─── Task input
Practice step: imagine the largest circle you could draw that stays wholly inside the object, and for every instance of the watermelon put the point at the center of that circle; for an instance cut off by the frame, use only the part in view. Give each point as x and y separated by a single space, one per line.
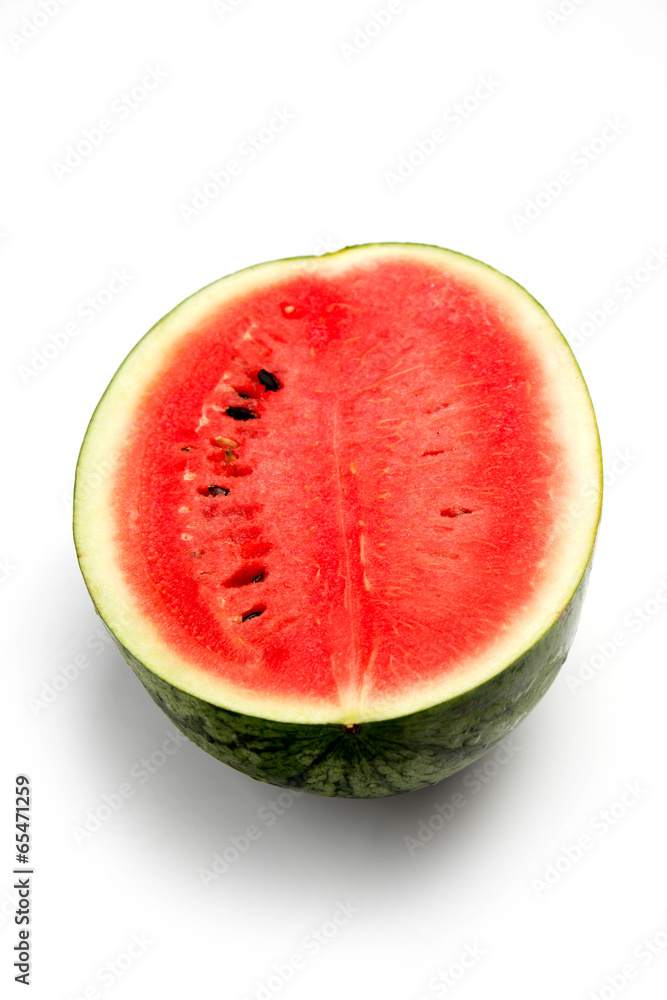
338 514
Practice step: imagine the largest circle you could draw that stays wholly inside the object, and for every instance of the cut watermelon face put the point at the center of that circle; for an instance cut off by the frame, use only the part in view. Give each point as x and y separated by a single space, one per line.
343 489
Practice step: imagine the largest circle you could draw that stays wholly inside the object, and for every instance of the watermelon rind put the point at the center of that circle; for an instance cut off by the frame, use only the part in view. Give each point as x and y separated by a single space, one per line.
369 757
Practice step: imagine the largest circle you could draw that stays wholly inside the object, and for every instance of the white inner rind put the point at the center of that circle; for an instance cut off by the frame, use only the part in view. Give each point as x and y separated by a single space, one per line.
573 531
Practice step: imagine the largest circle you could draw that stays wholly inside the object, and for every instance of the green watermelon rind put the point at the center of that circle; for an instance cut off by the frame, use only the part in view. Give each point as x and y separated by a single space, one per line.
373 759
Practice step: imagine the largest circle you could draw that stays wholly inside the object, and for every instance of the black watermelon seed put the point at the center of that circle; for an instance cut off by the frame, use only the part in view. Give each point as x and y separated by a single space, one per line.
240 413
269 381
455 511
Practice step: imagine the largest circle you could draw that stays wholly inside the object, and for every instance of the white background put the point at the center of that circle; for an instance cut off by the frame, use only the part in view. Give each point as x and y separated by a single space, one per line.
481 882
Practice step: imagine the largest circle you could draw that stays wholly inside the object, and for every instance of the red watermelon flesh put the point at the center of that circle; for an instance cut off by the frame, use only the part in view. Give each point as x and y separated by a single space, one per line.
339 488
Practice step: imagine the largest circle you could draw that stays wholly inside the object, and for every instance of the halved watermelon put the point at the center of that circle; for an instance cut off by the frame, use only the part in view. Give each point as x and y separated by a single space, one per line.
338 513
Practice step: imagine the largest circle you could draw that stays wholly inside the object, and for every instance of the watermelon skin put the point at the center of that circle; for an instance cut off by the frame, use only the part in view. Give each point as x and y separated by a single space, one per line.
373 759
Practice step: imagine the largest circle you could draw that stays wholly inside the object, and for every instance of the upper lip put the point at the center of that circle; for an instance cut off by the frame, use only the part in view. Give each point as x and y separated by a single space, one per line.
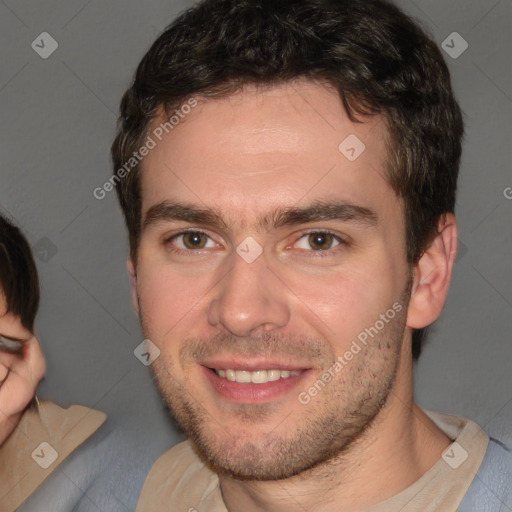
252 365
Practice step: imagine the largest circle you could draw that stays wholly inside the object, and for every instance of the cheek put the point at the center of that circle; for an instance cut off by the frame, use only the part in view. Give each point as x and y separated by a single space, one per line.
168 300
342 304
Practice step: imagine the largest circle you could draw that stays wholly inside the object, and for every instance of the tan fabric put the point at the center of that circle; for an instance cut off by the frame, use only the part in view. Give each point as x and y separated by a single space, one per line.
180 481
22 455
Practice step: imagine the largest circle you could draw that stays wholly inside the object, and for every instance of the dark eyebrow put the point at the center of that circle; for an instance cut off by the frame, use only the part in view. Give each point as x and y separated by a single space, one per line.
288 216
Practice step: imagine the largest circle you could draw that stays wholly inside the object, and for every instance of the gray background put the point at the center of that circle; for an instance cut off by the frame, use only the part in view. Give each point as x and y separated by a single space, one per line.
57 124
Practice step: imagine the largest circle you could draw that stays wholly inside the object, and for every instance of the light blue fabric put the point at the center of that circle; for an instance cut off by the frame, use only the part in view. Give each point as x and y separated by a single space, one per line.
105 474
491 490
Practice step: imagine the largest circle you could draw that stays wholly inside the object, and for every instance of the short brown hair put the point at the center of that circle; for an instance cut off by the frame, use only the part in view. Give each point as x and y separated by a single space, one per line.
19 280
377 58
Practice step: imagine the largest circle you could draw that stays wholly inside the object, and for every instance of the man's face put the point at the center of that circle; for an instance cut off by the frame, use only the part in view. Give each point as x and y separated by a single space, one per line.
319 282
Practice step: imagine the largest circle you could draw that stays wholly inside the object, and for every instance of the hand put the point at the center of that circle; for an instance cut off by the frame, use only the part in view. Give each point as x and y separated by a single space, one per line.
20 374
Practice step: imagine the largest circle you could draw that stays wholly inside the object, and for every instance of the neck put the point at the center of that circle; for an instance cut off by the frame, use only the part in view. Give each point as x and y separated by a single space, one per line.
397 449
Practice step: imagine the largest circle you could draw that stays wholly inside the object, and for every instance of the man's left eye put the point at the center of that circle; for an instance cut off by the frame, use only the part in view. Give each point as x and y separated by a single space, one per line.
318 241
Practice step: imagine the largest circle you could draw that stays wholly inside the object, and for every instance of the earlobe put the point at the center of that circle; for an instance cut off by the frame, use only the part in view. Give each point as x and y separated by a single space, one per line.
133 274
432 275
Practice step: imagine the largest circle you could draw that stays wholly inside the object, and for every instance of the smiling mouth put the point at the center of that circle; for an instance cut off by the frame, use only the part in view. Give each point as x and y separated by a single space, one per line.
257 376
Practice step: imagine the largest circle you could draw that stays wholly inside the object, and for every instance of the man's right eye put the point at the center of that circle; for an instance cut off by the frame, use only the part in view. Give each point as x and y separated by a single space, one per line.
190 240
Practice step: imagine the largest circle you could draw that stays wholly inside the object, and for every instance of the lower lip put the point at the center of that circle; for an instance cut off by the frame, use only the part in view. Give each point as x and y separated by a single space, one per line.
249 393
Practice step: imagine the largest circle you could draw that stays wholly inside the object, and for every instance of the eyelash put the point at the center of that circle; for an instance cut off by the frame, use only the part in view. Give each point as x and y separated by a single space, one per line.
316 254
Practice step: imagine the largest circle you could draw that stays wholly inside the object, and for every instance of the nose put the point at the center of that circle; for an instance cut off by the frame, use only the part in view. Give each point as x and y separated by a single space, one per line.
249 298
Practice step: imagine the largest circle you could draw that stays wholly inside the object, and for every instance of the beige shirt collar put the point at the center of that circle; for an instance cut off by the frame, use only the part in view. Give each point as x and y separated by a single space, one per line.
180 481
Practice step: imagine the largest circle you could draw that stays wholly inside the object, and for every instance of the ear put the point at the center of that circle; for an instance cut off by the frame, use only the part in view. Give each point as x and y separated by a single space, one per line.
433 274
133 274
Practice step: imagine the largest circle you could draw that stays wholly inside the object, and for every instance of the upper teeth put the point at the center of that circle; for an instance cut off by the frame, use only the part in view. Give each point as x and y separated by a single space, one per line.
257 377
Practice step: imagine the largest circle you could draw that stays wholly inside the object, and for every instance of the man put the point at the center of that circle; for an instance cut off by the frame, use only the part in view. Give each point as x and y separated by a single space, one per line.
287 172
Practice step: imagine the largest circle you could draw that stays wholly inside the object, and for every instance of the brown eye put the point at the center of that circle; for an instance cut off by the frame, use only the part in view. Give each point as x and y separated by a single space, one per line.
320 241
194 240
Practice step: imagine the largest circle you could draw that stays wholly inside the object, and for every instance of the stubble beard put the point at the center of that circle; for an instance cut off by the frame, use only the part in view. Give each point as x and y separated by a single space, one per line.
310 439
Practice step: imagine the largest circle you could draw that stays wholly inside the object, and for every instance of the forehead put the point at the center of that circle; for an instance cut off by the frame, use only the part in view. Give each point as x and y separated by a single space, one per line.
261 149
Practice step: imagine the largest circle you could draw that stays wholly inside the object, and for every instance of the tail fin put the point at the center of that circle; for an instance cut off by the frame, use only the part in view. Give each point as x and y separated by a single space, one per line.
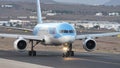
39 12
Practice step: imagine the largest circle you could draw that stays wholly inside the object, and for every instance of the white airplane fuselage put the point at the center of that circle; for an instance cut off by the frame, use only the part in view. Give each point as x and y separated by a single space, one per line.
55 33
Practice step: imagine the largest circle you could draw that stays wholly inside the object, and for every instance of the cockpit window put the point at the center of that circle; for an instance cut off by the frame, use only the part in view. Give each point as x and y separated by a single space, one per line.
67 31
71 31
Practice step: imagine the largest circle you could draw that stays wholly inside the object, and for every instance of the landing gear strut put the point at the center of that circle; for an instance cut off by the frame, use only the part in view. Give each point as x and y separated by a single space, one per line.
69 52
32 52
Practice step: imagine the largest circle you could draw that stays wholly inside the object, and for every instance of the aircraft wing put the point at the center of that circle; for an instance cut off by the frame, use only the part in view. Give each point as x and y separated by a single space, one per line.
80 37
28 37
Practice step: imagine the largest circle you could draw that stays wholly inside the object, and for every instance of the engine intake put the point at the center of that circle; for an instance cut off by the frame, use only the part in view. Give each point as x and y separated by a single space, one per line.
89 44
20 44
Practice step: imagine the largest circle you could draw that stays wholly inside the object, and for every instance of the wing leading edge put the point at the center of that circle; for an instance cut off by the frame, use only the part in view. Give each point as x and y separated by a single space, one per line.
96 35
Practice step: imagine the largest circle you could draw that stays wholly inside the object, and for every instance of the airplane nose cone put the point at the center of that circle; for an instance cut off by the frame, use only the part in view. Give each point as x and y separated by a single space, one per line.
69 38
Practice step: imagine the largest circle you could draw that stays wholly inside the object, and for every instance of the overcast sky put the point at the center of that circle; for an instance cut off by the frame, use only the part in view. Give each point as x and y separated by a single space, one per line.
94 2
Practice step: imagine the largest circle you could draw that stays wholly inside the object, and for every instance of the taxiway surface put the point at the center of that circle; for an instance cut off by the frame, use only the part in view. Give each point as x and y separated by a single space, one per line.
46 58
49 59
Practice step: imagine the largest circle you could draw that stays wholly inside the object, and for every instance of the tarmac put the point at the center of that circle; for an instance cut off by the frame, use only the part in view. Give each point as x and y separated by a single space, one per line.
52 57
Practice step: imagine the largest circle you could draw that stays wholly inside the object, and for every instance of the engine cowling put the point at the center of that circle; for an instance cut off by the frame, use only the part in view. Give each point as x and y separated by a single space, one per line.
89 44
20 44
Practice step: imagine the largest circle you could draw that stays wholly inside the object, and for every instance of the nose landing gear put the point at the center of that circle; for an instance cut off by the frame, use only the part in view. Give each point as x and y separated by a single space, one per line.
68 50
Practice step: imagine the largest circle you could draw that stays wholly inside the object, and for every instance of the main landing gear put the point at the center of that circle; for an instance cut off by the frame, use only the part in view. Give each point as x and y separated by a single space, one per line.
68 50
32 52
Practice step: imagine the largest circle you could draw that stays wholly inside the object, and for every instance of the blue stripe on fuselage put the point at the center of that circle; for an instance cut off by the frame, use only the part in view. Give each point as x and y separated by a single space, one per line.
58 28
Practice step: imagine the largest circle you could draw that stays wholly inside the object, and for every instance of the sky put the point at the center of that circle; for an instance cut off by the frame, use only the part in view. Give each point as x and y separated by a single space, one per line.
93 2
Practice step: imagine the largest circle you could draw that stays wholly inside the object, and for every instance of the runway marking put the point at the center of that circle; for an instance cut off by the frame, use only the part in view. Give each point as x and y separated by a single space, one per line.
5 63
91 60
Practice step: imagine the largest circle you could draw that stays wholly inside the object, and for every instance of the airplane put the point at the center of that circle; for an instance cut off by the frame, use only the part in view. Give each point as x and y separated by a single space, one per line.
57 34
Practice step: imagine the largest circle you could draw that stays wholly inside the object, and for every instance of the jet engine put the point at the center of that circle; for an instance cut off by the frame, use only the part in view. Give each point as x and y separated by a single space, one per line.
20 44
89 44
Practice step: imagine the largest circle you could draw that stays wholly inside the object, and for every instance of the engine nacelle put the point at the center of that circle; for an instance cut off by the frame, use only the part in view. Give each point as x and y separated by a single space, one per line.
20 44
89 44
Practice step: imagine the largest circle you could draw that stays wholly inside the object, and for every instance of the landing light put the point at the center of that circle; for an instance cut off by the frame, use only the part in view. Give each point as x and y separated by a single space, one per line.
65 49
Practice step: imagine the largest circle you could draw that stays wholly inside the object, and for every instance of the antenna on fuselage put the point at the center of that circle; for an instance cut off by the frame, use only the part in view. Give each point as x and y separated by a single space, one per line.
39 12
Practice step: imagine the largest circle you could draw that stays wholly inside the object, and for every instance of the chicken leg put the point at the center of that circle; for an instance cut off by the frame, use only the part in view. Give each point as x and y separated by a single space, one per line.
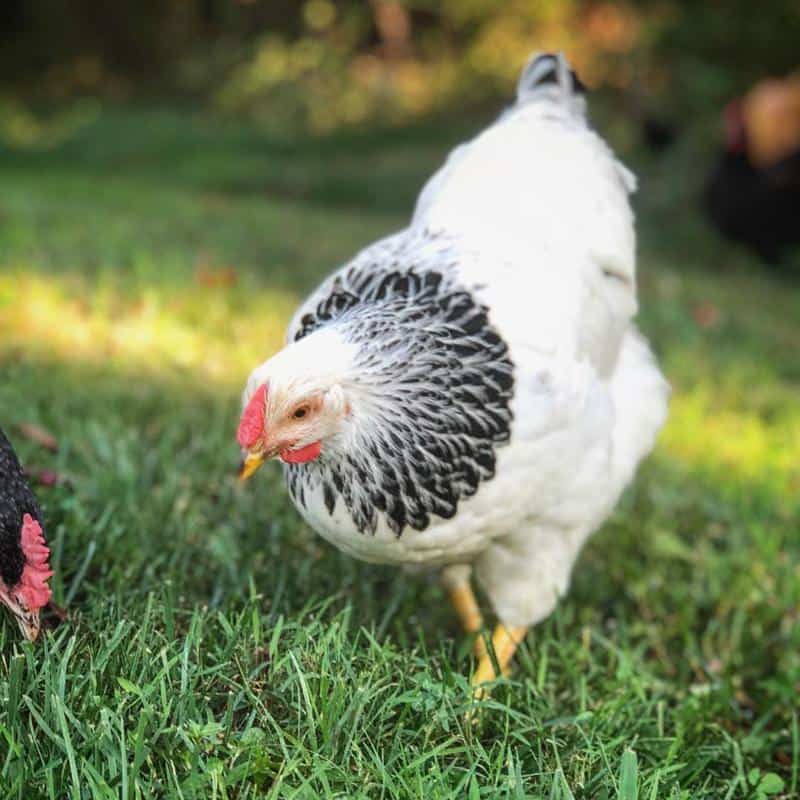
456 581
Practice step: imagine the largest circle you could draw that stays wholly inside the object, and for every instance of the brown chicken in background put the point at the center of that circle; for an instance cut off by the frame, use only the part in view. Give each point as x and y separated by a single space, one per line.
753 193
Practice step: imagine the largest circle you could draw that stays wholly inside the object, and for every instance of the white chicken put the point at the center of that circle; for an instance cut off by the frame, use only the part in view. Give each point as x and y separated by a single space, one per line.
471 393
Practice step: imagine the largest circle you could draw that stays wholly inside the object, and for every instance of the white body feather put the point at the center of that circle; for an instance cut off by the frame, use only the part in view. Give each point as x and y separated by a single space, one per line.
534 215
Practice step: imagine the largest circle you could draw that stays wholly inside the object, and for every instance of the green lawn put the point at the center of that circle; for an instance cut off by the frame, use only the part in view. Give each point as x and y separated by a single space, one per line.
216 648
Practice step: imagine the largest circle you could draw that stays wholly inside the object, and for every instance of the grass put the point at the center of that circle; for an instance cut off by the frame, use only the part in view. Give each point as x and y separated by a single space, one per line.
218 649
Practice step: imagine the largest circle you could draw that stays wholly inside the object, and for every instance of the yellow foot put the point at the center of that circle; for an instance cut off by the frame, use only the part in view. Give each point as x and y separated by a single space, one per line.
504 644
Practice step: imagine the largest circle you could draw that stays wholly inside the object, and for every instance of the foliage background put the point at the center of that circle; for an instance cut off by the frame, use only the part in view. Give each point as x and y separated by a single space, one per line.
175 175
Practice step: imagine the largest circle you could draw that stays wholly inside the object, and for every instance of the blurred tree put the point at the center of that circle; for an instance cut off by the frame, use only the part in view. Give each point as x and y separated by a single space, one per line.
328 62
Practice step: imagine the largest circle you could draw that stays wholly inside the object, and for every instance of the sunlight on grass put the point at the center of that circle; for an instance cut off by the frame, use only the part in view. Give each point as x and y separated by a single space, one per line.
220 333
742 444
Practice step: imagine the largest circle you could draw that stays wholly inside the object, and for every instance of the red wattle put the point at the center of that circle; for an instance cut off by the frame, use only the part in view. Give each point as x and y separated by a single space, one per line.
301 456
251 426
33 582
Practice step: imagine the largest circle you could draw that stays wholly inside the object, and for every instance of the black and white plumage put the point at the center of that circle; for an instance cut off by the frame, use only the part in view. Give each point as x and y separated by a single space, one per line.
471 391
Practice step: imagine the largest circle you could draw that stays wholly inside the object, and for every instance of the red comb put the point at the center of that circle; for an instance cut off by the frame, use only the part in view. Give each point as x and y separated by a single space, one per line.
251 427
33 583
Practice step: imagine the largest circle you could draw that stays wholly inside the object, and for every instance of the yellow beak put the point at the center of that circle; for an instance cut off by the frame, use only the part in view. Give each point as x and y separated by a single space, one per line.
249 465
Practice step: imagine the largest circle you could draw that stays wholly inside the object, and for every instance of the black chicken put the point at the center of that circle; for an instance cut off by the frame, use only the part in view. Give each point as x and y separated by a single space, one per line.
757 204
24 555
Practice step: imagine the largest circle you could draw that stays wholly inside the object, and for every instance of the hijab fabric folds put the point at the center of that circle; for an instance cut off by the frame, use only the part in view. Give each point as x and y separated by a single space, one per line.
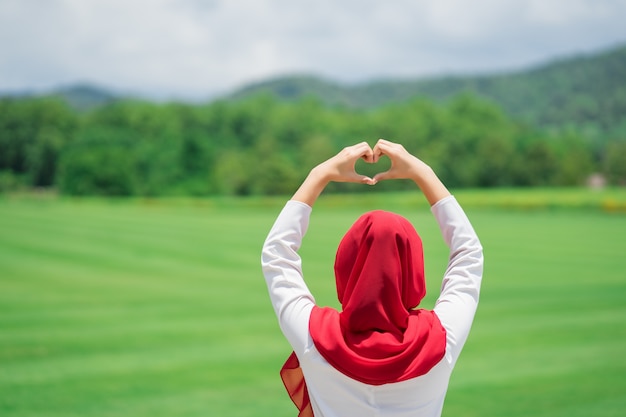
379 337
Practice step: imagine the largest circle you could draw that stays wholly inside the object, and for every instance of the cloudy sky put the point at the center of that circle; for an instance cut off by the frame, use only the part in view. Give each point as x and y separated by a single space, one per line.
198 49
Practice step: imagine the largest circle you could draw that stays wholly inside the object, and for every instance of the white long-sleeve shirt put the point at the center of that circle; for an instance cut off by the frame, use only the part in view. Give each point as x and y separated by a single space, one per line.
332 393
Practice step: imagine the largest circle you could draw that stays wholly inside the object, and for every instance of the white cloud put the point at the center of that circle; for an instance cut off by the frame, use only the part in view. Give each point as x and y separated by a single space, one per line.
197 48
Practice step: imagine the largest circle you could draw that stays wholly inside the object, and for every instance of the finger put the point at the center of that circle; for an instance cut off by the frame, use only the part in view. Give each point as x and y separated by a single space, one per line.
381 176
382 148
365 152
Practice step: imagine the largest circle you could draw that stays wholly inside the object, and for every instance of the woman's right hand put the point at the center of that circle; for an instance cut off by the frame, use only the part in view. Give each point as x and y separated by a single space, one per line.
403 164
406 166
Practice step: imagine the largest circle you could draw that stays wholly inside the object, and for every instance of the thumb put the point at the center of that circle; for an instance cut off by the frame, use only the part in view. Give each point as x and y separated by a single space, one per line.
381 176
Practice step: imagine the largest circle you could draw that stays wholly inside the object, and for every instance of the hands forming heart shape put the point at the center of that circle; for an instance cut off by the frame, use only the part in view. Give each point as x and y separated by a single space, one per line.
341 167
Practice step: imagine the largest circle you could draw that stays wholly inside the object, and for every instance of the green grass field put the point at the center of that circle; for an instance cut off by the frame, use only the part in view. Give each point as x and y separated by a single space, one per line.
158 307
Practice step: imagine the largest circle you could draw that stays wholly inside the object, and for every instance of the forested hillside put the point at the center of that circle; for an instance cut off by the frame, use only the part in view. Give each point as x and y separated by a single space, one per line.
583 91
555 125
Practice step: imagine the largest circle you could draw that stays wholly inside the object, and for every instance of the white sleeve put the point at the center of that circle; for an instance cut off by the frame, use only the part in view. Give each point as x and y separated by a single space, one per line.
457 303
282 268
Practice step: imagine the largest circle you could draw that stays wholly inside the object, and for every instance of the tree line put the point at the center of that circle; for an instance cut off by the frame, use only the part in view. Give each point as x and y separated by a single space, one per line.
264 146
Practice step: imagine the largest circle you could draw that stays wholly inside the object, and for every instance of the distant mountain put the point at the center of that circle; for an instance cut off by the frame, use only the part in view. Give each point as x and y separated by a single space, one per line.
85 97
579 90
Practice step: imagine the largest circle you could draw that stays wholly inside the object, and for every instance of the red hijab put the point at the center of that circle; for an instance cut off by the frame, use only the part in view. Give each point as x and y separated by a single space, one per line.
378 337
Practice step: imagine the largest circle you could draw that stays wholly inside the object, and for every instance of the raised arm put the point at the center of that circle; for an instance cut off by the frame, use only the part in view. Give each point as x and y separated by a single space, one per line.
460 288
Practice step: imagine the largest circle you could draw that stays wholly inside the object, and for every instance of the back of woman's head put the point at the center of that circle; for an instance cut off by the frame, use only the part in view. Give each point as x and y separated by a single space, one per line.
379 271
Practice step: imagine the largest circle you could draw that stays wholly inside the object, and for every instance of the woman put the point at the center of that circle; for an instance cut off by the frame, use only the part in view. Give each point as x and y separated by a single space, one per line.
381 355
──────
_What is expected_: Transcribe exactly, and only, the lines from the one bearing "of the raised" through the last line of the entries, counting both.

_Full answer_:
Practice step: imagine the largest circle you could draw that stays wholly inside the object, and for every instance of the raised arm put the point at the center of that circle; for an instance cut off by the frame, use only the part in view. Give each point as x and y separated by a single space, one per line.
460 288
Practice step: imagine the largest circle you could draw that stays wholly inside the object, and for every instance of the back of woman's head put the point at the center of that circle; for an instance cut off by the frame, use only the part in view. Give each point as x and y separated by a single space, one per line.
379 271
Practice step: imagine the largest circle you could draw that stays wholly inside the object, and for every instance of the woman put the point at the center of that circle; for an instance cut off by the frame, use only the part in view. Give each point as x and y separated by a single space, one per line.
381 355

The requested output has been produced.